* _Data for this exercise_:
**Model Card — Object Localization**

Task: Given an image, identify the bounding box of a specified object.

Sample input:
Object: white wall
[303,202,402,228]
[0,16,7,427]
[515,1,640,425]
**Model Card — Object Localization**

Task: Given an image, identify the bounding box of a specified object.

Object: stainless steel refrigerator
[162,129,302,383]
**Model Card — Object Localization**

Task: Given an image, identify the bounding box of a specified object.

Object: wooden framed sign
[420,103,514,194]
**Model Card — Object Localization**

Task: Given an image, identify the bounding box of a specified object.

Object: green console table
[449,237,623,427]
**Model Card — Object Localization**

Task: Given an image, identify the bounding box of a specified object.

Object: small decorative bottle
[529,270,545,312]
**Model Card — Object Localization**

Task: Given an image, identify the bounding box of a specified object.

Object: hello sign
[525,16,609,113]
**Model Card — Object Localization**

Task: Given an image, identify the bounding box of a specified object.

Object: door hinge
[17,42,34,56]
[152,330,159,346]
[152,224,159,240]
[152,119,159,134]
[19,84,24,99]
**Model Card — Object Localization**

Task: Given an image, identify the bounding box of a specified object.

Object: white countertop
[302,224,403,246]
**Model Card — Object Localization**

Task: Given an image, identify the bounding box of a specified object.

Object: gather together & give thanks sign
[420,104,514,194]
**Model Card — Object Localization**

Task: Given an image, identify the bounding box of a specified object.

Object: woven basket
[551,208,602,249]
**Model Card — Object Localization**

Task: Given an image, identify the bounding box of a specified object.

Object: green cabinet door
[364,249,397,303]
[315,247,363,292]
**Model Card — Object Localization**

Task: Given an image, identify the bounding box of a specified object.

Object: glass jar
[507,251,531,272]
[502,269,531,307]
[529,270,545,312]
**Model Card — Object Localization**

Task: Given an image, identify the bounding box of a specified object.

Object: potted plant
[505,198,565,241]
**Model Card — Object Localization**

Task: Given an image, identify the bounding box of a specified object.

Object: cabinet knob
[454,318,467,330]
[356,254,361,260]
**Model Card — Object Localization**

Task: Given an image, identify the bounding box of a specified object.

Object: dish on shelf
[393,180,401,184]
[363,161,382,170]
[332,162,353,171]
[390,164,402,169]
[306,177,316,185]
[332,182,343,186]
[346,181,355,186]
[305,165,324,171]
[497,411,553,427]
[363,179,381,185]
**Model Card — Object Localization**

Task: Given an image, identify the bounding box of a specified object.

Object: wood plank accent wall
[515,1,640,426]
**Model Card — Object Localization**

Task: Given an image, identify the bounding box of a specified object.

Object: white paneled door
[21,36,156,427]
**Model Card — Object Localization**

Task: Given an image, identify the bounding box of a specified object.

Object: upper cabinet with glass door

==

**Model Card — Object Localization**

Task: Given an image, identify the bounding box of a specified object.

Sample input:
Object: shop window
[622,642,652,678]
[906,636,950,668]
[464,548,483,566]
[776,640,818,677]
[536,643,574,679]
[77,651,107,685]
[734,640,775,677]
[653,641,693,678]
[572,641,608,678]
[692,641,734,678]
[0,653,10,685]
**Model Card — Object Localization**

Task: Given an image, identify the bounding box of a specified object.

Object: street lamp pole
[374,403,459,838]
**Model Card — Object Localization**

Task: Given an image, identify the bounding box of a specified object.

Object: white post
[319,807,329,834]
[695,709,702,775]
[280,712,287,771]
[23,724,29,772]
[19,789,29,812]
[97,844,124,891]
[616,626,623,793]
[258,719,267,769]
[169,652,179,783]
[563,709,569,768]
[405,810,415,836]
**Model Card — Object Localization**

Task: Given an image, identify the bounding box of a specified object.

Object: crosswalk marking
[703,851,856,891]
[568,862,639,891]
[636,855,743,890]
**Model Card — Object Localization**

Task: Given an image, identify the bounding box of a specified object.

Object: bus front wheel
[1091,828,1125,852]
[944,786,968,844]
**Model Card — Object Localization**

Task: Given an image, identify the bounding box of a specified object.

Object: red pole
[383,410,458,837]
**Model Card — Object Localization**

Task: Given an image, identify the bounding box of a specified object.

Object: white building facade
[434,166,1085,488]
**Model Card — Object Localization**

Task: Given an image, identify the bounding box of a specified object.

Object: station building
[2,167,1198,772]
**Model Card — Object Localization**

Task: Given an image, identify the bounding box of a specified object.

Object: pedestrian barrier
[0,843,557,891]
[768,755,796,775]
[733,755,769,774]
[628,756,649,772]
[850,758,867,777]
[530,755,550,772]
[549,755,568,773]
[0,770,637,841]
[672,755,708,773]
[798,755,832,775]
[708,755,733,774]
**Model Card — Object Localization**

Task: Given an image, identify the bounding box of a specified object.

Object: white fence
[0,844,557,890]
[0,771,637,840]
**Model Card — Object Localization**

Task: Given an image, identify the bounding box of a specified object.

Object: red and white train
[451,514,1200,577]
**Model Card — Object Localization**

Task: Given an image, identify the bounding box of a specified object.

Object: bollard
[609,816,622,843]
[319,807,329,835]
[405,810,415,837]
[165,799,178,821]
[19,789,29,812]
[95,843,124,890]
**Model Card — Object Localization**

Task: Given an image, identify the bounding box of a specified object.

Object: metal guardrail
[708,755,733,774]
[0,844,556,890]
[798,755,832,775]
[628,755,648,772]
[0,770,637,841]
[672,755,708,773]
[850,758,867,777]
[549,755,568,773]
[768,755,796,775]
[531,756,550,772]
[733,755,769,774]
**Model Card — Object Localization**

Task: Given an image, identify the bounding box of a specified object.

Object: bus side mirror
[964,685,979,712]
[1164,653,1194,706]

* _Activity_: Your answer should be the lines above, from the line containing "Object: white paneled door" up to and including the line containing "Object: upper cabinet with glass door", reproduced exactly and with nothing else.

* _Reply_:
Object: white paneled door
[21,36,156,427]
**Model Card — Object Localization**

Task: Given an image, identify the bounding box of a specified object.

Object: upper cabinet with glass door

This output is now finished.